┌─ Supplied data

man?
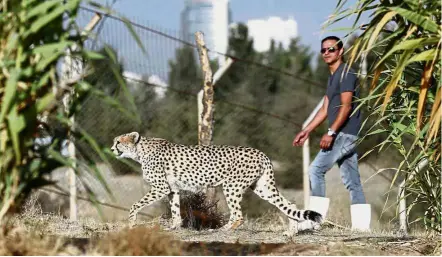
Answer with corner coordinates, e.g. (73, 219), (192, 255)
(293, 36), (371, 230)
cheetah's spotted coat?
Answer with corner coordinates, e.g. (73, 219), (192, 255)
(112, 132), (322, 236)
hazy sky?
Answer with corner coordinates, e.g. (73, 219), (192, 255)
(81, 0), (366, 80)
(100, 0), (368, 49)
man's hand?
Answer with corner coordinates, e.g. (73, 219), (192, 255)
(293, 130), (309, 146)
(319, 134), (334, 150)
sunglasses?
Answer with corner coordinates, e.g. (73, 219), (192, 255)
(321, 46), (338, 54)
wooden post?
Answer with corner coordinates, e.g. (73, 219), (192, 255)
(63, 13), (102, 221)
(195, 31), (214, 145)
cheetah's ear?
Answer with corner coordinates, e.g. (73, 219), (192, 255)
(129, 132), (141, 144)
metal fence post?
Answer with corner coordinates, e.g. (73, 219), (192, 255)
(62, 13), (102, 221)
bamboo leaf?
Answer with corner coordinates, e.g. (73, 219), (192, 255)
(382, 50), (413, 114)
(36, 93), (55, 113)
(378, 37), (439, 64)
(0, 69), (19, 124)
(416, 61), (434, 131)
(8, 105), (26, 165)
(24, 0), (80, 37)
(366, 11), (396, 50)
(25, 1), (62, 20)
(407, 48), (438, 65)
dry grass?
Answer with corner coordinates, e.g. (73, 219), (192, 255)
(87, 226), (184, 256)
(0, 226), (81, 256)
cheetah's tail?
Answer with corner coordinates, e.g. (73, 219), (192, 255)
(294, 210), (322, 223)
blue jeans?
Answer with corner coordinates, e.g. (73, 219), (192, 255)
(309, 132), (366, 204)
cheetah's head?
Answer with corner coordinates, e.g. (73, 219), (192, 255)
(111, 132), (141, 160)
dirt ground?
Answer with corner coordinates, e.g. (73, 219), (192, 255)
(0, 162), (441, 255)
(5, 207), (441, 255)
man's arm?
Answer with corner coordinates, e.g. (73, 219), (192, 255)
(293, 96), (328, 146)
(330, 91), (353, 131)
(303, 96), (328, 133)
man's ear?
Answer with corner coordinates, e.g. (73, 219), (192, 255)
(129, 132), (140, 144)
(339, 47), (344, 57)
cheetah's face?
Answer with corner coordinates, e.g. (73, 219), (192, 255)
(111, 132), (140, 160)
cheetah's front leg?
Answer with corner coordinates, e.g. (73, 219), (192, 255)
(170, 191), (182, 229)
(221, 184), (244, 230)
(129, 187), (170, 227)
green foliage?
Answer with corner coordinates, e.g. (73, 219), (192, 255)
(329, 0), (442, 232)
(0, 0), (142, 222)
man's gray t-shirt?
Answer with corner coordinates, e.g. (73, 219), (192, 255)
(327, 63), (361, 136)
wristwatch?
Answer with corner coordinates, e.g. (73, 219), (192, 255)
(327, 128), (336, 137)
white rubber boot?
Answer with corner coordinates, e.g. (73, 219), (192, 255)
(298, 196), (330, 231)
(350, 204), (371, 231)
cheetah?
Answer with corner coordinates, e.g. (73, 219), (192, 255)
(111, 132), (322, 236)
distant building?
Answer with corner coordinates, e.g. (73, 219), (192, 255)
(181, 0), (231, 65)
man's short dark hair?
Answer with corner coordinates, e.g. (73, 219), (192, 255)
(321, 36), (344, 49)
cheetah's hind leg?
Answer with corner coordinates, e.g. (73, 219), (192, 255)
(221, 182), (245, 231)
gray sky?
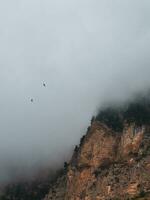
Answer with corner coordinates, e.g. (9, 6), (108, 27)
(0, 0), (150, 180)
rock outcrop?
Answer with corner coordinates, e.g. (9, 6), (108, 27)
(44, 121), (150, 200)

└─

Present each line of the data above as a Markdown table with two columns, Row and Line, numbering the rows and leaving out any blank lines. Do not include the pictures.

Result of the exercise:
| Row | Line |
|---|---|
| 1 | man? |
| 2 | Answer with corner coordinates, e.g. (73, 219), (192, 255) |
| 3 | (293, 36), (371, 230) |
| 4 | cheetah's spotted coat? |
| 5 | Answer with corner coordinates, e.g. (73, 219), (192, 255) |
| 6 | (112, 132), (322, 236) |
| 7 | hazy sky? |
| 8 | Answer with corner coordinates, e.g. (73, 219), (192, 255) |
| 9 | (81, 0), (366, 80) |
| 10 | (100, 0), (368, 49) |
| 11 | man's hand? |
| 12 | Answer with corner coordinates, e.g. (73, 219), (192, 255) |
| 13 | (293, 130), (309, 146) |
| 14 | (319, 134), (334, 150) |
| 15 | sunglasses? |
| 16 | Answer with corner coordinates, e.g. (73, 219), (192, 255) |
| 17 | (321, 46), (338, 54) |
| 18 | wooden post? |
| 19 | Answer with corner coordinates, e.g. (73, 219), (192, 255) |
| 20 | (63, 13), (102, 221) |
| 21 | (195, 31), (214, 145) |
| 22 | cheetah's ear? |
| 23 | Answer with corner coordinates, e.g. (73, 219), (192, 255) |
| 24 | (129, 132), (141, 144) |
| 25 | metal fence post? |
| 26 | Answer with corner coordinates, e.g. (73, 219), (192, 255) |
| 27 | (62, 13), (102, 221) |
| 28 | bamboo leaf? |
| 29 | Answer with corner coordinates, e.g. (73, 219), (192, 255) |
| 30 | (382, 50), (413, 114) |
| 31 | (36, 93), (55, 113) |
| 32 | (378, 37), (439, 64) |
| 33 | (0, 69), (19, 124) |
| 34 | (416, 61), (434, 131) |
| 35 | (8, 105), (26, 165) |
| 36 | (24, 0), (80, 37) |
| 37 | (366, 11), (396, 50) |
| 38 | (25, 1), (62, 20) |
| 39 | (407, 48), (438, 65) |
| 40 | dry grass? |
| 41 | Answer with corner coordinates, e.g. (73, 219), (192, 255) |
| 42 | (87, 226), (184, 256) |
| 43 | (0, 226), (81, 256) |
| 44 | cheetah's tail? |
| 45 | Answer with corner coordinates, e.g. (73, 219), (192, 255) |
| 46 | (294, 210), (322, 223) |
| 47 | blue jeans? |
| 48 | Answer with corner coordinates, e.g. (73, 219), (192, 255) |
| 49 | (309, 132), (366, 204) |
| 50 | cheetah's head? |
| 51 | Answer with corner coordinates, e.g. (73, 219), (192, 255) |
| 52 | (111, 132), (141, 160) |
| 53 | dirt ground? |
| 54 | Answer with corner coordinates, e.g. (73, 219), (192, 255) |
| 55 | (0, 162), (441, 255) |
| 56 | (5, 207), (441, 255) |
| 57 | man's arm? |
| 58 | Answer with corner coordinates, e.g. (73, 219), (192, 255) |
| 59 | (293, 96), (328, 146) |
| 60 | (330, 91), (353, 131) |
| 61 | (303, 96), (328, 133) |
| 62 | man's ear? |
| 63 | Answer with corner coordinates, e.g. (73, 219), (192, 255) |
| 64 | (129, 132), (140, 144) |
| 65 | (339, 47), (344, 57) |
| 66 | cheetah's face? |
| 67 | Answer with corner coordinates, e.g. (73, 219), (192, 255) |
| 68 | (111, 132), (140, 160) |
| 69 | cheetah's front leg? |
| 70 | Answer with corner coordinates, e.g. (73, 219), (192, 255) |
| 71 | (170, 191), (182, 229) |
| 72 | (221, 184), (244, 230) |
| 73 | (129, 187), (170, 227) |
| 74 | green foliage? |
| 75 | Answer with corner coordinates, e.g. (73, 219), (192, 255) |
| 76 | (329, 0), (442, 232) |
| 77 | (0, 0), (142, 222) |
| 78 | man's gray t-shirt? |
| 79 | Answer with corner coordinates, e.g. (73, 219), (192, 255) |
| 80 | (327, 63), (361, 136) |
| 81 | wristwatch? |
| 82 | Answer with corner coordinates, e.g. (73, 219), (192, 255) |
| 83 | (327, 128), (336, 137) |
| 84 | white rubber boot? |
| 85 | Answer with corner coordinates, e.g. (73, 219), (192, 255) |
| 86 | (298, 196), (330, 231) |
| 87 | (350, 204), (371, 231) |
| 88 | cheetah? |
| 89 | Answer with corner coordinates, e.g. (73, 219), (192, 255) |
| 90 | (111, 132), (322, 236) |
| 91 | distant building? |
| 92 | Answer with corner coordinates, e.g. (73, 219), (192, 255) |
| 93 | (181, 0), (231, 65) |
| 94 | man's short dark hair? |
| 95 | Answer with corner coordinates, e.g. (73, 219), (192, 255) |
| 96 | (321, 36), (344, 49) |
| 97 | cheetah's hind leg? |
| 98 | Answer with corner coordinates, e.g. (73, 219), (192, 255) |
| 99 | (221, 182), (245, 231) |
| 100 | gray sky? |
| 101 | Answer with corner coordinates, e.g. (9, 6), (108, 27) |
| 102 | (0, 0), (150, 180) |
| 103 | rock outcrop? |
| 104 | Answer with corner coordinates, e.g. (9, 6), (108, 27) |
| 105 | (44, 121), (150, 200) |